FRAGMENTO CITADO:

Antes, esto era uno de esos lugares que -como dice Pérez Andújar en su última novela- arropaban a la ciudad "como un visón de cemento". Lejos del centro, esta calle se prestaba a la pequeña picaresca. Como las multas eran distintas según la acera, los conductores atropellaban sus vehículos en el lado de L'Hospitalet, donde era más barato aparcar mal. Total, nada parecía interrumpir la modorra de los patios, adornados con macetas y jaulas de canario flauta, último reducto de cuando esto eran huertos y el torrente algo físico que había que cruzar por puentecitos, pues tenía tendencia a desbordarse.

LISTA DE TAREAS:
(1) Según el fragmento, ¿con qué estaban adornados los patios?
(2) Enumera todas las palabras del fragmento que empiezan con mayúscula.
(3) Repite sin cambios el tramo del fragmento que va desde "Antes, esto era" hasta "tendencia a desbordarse.".

DATOS EXTRAÍDOS:
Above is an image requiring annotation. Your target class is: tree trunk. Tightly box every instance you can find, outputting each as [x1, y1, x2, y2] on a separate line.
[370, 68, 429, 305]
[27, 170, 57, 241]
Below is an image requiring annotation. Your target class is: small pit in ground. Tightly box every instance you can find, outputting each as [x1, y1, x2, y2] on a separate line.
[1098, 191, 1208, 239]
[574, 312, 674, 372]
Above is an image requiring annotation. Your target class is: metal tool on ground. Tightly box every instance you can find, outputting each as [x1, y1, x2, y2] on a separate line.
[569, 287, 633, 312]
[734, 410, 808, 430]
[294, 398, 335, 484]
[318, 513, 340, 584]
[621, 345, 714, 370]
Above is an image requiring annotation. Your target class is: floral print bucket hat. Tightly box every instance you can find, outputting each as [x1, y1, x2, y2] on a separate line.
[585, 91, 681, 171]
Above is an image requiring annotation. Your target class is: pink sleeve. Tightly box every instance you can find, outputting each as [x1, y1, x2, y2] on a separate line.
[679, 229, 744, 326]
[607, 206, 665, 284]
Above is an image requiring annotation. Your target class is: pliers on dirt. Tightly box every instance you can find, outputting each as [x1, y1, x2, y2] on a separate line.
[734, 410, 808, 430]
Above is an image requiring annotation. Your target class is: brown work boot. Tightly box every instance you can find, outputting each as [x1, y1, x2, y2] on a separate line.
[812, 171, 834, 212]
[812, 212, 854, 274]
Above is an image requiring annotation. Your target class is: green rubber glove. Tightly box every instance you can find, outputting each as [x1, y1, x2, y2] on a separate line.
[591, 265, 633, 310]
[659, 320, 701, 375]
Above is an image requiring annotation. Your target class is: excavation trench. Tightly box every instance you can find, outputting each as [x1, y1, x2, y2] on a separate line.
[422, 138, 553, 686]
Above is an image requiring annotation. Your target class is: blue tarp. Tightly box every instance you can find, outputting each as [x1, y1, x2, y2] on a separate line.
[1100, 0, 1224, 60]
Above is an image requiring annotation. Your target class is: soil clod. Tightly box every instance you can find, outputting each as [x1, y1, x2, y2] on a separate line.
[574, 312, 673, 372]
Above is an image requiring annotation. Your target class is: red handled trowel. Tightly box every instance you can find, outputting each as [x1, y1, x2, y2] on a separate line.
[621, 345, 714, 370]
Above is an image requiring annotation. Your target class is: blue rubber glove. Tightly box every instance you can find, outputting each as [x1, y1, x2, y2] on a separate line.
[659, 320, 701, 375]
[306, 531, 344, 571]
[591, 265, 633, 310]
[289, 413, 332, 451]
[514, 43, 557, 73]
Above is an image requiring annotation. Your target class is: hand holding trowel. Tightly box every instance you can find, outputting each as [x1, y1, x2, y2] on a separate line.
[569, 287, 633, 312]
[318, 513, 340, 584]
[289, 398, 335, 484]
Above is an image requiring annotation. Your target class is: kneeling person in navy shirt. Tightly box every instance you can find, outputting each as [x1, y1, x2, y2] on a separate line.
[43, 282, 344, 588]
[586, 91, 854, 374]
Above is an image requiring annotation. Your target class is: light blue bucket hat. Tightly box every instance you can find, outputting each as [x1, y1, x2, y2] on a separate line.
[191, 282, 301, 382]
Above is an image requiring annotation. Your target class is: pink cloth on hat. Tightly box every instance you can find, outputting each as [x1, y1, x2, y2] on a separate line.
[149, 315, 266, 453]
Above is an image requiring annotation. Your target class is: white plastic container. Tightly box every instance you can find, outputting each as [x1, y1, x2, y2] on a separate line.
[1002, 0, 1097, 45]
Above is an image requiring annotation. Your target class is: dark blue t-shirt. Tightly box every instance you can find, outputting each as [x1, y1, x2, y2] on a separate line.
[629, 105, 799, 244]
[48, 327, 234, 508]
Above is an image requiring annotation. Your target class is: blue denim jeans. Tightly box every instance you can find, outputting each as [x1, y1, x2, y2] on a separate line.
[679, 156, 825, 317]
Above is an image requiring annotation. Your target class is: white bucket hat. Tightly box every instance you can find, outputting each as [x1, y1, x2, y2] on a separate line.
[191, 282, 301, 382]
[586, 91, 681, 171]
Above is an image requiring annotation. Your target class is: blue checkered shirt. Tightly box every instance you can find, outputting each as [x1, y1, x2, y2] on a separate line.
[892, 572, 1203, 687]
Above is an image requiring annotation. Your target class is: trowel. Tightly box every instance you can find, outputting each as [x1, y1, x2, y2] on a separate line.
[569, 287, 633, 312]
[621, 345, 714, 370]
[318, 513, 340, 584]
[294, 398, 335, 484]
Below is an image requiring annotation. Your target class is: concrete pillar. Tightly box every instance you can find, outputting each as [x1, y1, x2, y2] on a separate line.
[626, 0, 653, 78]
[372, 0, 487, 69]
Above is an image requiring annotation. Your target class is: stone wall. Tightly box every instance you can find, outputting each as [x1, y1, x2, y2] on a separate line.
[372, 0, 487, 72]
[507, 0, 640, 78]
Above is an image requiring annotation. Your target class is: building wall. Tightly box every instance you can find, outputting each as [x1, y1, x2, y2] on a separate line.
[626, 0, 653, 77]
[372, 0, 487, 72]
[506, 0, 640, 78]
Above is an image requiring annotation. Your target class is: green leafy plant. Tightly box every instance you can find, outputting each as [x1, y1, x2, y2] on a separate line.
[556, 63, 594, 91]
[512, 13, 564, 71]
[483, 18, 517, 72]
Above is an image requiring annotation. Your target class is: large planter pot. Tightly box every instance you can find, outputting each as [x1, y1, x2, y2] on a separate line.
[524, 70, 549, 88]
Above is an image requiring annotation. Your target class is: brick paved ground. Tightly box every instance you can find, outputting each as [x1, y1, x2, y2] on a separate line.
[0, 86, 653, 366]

RESULTADOS:
(1) Con macetas y jaulas de canario flauta.

(2) Antes, Pérez, Andújar, Lejos, Como, L'Hospitalet, Total

(3)
Antes, esto era uno de esos lugares que -como dice Pérez Andújar en su última novela- arropaban a la ciudad "como un visón de cemento". Lejos del centro, esta calle se prestaba a la pequeña picaresca. Como las multas eran distintas según la acera, los conductores atropellaban sus vehículos en el lado de L'Hospitalet, donde era más barato aparcar mal. Total, nada parecía interrumpir la modorra de los patios, adornados con macetas y jaulas de canario flauta, último reducto de cuando esto eran huertos y el torrente algo físico que había que cruzar por puentecitos, pues tenía tendencia a desbordarse.